Study text:
D_07 Prototypes of Social Cohesion
Projects
- Sections:
- Bremen, Hamburg
- Disciplines:
- Communication and Media Studies
Abstract
Facebook, X, and TikTok are widely seen as drivers of radicalization and hate speech. As a result, digital platforms and social media are typically framed as problems when it comes to social cohesion. In contrast, this work package focuses on pioneer communities and alternative platform models. It investigates the potential that digital platforms can, in fact, hold for fostering social cohesion.
We study groups from the fields of “civic hacking”, “data activism”, “platform cooperativism”, and “future journalism” that work with digital media and infrastructures. What do these groups criticize about the current use and regulation of digital technologies? Which prototypical concepts do they develop to deploy digital platforms in ways that strengthen social cohesion? And what visions of possible futures guide their work?
At the center of the analysis are the imaginations of these pioneer communities, their practices, and their discourses. Like few other groups, these prototypes of mediatized forms of community have transformed media practices and modes of participation. Within them, ideas of community were imagined long before they became technologically feasible, and many social media technologies ultimately emerged from these contexts.
The work package is based on an interdisciplinary media-ethnographic research design. Through a comparative analysis of Europe and the United States, we reconstruct the organizational models of alternative platforms. Our methods include interviews, observations of events, and the analysis of internal documents. In a second step, we identify the associated concepts of social cohesion and future visions.
Transfer Activities
In a third step, we conduct transfer-oriented future workshops with citizens, in which the everyday practical potential of such future visions is discussed. Using art-based methods, we explore innovative methodological approaches. The aim is to disseminate knowledge about innovative concepts of social cohesion and to encourage participation in alternative platform models.
Digital platforms and social media are typically perceived as problematic when it comes to questions of social cohesion. Facebook, X/Twitter, and TikTok are associated with radicalization and hate speech and are therefore considered a threat; platforms such as Airbnb, Deliveroo, and Uber challenge local economies. In academic research, after the retrospectively naïve utopias of the early internet, the question of which potentials digital platformsmight hold for social cohesion has long remained underexplored. This work package (WP) deliberately adopts a change in perspective by examining “pioneer communities” that seek to establish “alternative models” of platforms.
The aim of the research is to study groups oriented toward digital media and infrastructures from the fields of civic hacking and data activism. Such movements often maintain close ties to (cohesion-oriented) data journalism, which gained particular relevance during and after the COVID-19 pandemic. The WP asks about the “prototypical” concepts these groups develop for using digital platforms to foster social cohesion, as well as the critiques they formulate regarding existing uses and regulatory frameworks of digital technologies.
The WP addresses the overarching question of the role of mediatization dynamics for social cohesion by examining models of cohesion through digital platforms that are often “everyday-cybernetic,” that is, based on principles of self-organization. In doing so, it analyzes the “imaginations” of pioneer communities, their “practices,” and their “discourses,” including the “worldviews” and “self-conceptions” that guide social action. As debates around “data colonialism” illustrate, these issues involve processes of global power shifts and symbolic scarcity in a particularly acute way.
Within the focus on “mediatization dynamics,” the WP engages with the “interlocking transformation of media and society,” paying particular attention to “new forms of mediatized community” and the “transformation of cultures of participation.” Media- and technology-oriented pioneer communities exemplify these developments more clearly than almost any other group. In such contexts, contemporary forms of mediatized community were imagined before they became technologically realizable, and many social media technologies—up to recent developments such as ChatGPT—emerged from these milieus. Current and future transformations of digital media cannot be adequately understood within RISC without taking these pioneering developments into account.

Data:
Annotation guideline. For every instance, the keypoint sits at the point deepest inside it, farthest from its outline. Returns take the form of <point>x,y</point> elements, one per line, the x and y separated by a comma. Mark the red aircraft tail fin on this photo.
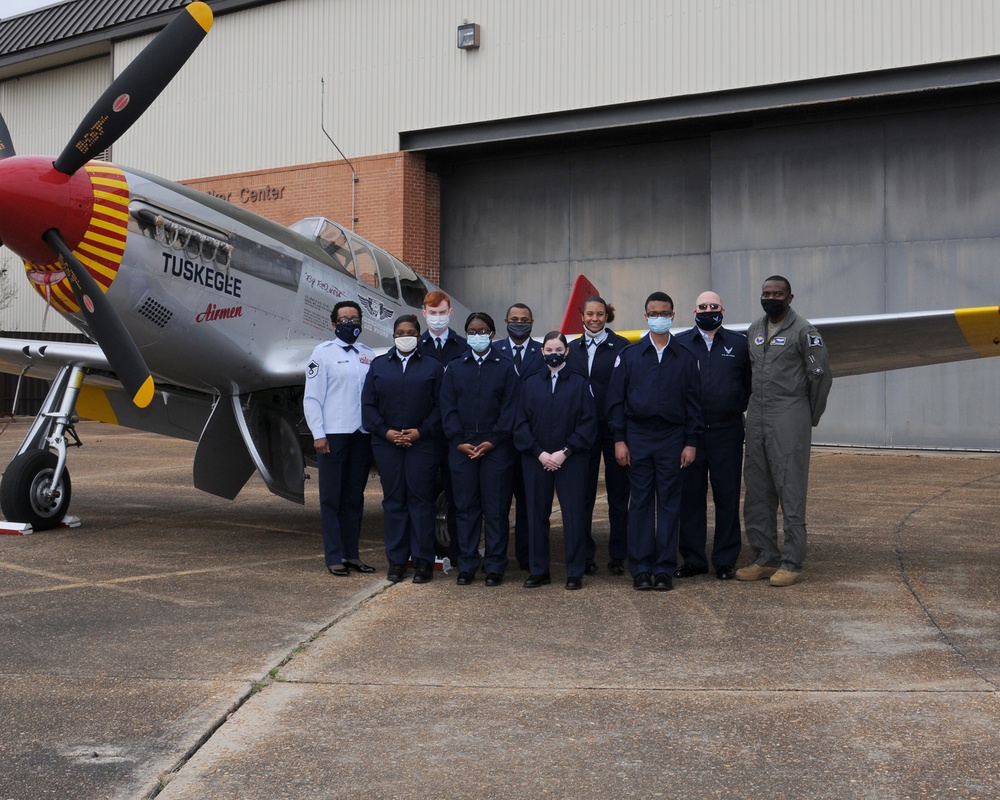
<point>573,318</point>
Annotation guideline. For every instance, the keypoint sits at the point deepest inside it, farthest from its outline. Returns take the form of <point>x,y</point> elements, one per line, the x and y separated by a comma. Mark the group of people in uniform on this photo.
<point>518,420</point>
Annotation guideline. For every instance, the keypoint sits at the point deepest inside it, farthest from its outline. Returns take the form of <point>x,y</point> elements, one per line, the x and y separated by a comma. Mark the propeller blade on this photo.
<point>105,325</point>
<point>6,143</point>
<point>131,93</point>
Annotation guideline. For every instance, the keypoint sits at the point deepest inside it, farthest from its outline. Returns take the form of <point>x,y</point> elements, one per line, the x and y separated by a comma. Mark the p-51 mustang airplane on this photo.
<point>204,315</point>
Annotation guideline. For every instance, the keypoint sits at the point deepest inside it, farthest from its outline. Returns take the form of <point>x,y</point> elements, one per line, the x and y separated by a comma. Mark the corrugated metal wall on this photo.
<point>250,97</point>
<point>864,216</point>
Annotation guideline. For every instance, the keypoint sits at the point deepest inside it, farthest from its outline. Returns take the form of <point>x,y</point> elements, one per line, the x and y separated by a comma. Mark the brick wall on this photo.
<point>397,203</point>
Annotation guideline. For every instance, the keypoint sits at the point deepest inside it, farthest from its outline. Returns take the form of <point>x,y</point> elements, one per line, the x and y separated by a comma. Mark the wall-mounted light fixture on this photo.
<point>468,36</point>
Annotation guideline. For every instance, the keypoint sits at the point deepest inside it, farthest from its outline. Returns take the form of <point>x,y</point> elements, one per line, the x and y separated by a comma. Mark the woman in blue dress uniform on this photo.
<point>399,406</point>
<point>593,356</point>
<point>555,428</point>
<point>478,400</point>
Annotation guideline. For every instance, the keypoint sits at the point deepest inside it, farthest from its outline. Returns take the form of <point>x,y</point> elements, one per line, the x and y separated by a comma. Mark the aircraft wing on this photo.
<point>860,345</point>
<point>45,359</point>
<point>881,342</point>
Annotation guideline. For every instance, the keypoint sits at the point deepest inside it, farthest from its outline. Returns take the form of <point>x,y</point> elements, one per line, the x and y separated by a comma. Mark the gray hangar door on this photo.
<point>883,214</point>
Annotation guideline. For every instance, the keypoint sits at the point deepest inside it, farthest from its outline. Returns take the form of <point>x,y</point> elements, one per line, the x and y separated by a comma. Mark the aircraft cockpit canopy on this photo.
<point>369,264</point>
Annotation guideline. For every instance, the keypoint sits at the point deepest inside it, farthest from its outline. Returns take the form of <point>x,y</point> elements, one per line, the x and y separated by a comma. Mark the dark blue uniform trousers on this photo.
<point>539,485</point>
<point>616,484</point>
<point>654,509</point>
<point>408,476</point>
<point>719,460</point>
<point>343,475</point>
<point>482,495</point>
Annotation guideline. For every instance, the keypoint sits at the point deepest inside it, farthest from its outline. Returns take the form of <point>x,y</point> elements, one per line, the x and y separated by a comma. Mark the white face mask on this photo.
<point>438,322</point>
<point>405,344</point>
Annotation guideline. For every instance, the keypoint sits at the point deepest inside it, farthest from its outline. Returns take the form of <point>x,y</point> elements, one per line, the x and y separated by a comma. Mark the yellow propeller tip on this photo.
<point>202,14</point>
<point>145,394</point>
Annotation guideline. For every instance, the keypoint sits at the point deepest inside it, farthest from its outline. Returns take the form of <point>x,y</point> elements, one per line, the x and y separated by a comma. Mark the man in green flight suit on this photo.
<point>791,380</point>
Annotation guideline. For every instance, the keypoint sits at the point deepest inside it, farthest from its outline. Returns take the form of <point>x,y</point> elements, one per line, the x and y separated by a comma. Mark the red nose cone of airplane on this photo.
<point>35,198</point>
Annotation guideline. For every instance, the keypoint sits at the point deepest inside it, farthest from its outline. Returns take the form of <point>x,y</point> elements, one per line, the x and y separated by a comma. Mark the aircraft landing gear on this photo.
<point>36,487</point>
<point>31,492</point>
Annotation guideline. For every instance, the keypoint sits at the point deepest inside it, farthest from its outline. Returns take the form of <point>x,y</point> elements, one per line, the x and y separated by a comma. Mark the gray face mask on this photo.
<point>519,330</point>
<point>479,342</point>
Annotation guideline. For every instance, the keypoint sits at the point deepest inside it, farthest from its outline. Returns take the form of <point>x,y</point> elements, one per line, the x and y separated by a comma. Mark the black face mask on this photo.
<point>708,320</point>
<point>773,307</point>
<point>348,332</point>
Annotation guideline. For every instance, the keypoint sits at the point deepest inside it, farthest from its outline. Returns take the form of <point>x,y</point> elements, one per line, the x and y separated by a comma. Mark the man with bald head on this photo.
<point>724,365</point>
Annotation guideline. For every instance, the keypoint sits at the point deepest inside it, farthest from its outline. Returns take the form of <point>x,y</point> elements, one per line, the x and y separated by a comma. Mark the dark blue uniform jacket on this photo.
<point>531,356</point>
<point>604,363</point>
<point>478,403</point>
<point>653,393</point>
<point>452,347</point>
<point>725,375</point>
<point>548,421</point>
<point>393,399</point>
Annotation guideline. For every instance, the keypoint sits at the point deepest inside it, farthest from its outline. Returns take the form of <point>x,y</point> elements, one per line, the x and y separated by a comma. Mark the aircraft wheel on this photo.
<point>27,493</point>
<point>442,539</point>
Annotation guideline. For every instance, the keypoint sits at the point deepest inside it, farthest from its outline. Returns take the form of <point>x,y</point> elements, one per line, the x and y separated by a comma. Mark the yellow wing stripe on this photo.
<point>981,328</point>
<point>202,15</point>
<point>93,403</point>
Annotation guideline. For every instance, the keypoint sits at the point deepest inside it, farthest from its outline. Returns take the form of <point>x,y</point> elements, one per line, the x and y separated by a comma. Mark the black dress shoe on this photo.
<point>689,571</point>
<point>423,572</point>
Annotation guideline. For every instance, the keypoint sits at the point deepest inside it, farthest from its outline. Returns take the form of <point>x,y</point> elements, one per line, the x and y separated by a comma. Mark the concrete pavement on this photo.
<point>182,646</point>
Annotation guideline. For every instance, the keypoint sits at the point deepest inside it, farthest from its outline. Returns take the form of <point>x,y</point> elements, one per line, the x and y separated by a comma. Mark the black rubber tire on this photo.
<point>442,538</point>
<point>23,487</point>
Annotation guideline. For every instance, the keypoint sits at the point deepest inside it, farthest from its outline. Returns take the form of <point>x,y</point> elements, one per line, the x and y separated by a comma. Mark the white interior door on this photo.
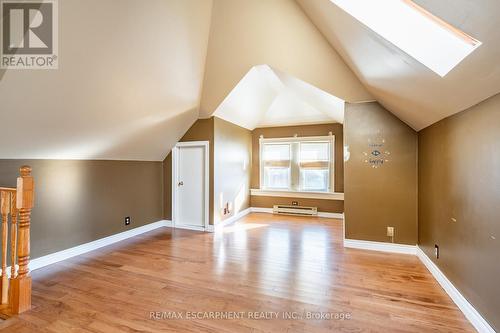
<point>191,180</point>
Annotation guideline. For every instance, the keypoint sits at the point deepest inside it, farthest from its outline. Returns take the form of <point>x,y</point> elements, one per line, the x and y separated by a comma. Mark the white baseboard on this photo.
<point>380,246</point>
<point>475,318</point>
<point>320,214</point>
<point>339,216</point>
<point>189,227</point>
<point>97,244</point>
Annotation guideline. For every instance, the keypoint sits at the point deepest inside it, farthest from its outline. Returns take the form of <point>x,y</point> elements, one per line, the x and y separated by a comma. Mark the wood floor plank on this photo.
<point>262,264</point>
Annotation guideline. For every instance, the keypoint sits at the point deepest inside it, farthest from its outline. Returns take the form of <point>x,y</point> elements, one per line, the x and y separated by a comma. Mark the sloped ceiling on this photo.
<point>411,91</point>
<point>128,84</point>
<point>246,33</point>
<point>268,97</point>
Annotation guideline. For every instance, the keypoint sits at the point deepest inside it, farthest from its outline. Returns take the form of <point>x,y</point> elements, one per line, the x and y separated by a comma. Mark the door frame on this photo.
<point>175,187</point>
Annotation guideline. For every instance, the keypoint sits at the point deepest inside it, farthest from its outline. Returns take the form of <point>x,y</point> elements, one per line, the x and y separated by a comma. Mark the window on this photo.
<point>277,164</point>
<point>297,164</point>
<point>425,37</point>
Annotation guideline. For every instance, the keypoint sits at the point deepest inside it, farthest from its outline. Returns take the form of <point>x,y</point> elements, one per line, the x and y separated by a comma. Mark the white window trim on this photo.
<point>297,194</point>
<point>296,139</point>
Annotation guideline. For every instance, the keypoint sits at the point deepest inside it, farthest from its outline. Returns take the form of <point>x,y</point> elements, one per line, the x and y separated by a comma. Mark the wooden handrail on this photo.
<point>16,203</point>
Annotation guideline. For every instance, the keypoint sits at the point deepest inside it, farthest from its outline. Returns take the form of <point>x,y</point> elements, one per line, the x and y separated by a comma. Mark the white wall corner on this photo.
<point>475,318</point>
<point>380,246</point>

Assignment:
Using the project description, answer each question.
(a) Which four fields are the studied groups drawn from?
(b) Which research methods does the work package list?
(c) Which platforms are said to challenge local economies?

Result of this task:
(a) Civic hacking, data activism, platform cooperativism, and future journalism.
(b) Interviews, observations of events, and the analysis of internal documents.
(c) Airbnb, Deliveroo, and Uber.